Records for processing:
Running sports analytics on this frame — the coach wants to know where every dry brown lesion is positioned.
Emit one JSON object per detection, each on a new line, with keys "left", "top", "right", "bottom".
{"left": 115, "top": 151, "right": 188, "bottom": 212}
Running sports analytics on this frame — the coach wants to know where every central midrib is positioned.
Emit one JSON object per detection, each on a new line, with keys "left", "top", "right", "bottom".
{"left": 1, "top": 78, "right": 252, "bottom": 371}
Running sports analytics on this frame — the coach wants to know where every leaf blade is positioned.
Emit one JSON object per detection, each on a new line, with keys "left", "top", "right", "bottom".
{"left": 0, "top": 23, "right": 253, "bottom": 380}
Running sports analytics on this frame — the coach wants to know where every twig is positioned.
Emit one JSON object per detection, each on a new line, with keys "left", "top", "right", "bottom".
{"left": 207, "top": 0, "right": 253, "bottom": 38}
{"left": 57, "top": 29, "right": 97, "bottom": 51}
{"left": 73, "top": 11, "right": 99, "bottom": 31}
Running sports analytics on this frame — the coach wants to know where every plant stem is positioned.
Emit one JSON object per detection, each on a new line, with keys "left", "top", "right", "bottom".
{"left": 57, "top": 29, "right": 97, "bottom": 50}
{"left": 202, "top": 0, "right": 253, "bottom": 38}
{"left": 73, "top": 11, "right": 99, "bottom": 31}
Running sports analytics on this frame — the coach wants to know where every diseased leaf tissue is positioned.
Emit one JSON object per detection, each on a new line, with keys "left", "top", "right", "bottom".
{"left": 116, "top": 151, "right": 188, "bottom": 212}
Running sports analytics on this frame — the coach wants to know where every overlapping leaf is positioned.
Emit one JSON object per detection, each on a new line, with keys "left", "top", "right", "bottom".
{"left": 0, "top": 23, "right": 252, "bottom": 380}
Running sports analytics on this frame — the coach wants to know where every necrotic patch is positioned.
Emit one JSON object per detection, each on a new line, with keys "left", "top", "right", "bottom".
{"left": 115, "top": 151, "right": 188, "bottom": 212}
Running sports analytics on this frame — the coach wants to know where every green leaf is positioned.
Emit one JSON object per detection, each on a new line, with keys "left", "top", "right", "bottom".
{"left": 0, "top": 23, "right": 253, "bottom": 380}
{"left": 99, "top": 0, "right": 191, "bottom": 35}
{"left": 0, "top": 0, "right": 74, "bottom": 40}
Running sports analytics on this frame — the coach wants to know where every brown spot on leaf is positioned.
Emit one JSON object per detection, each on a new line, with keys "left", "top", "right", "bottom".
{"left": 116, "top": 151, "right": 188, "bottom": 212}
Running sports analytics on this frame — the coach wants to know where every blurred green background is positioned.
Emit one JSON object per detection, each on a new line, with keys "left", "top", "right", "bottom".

The problem: Begin at the first line of the material above. Transcribe each line exactly, ending with the line that contains "midrib is positioned.".

The completed task:
Running sports analytics on this frame — the coach wants to know where every dry brown lesion is positioned.
Emit one JSON object per detection, each on a new line, with keys "left", "top", "right", "bottom".
{"left": 115, "top": 151, "right": 188, "bottom": 212}
Running sports analytics on this frame — the coach wants to know where every central midrib is positioned.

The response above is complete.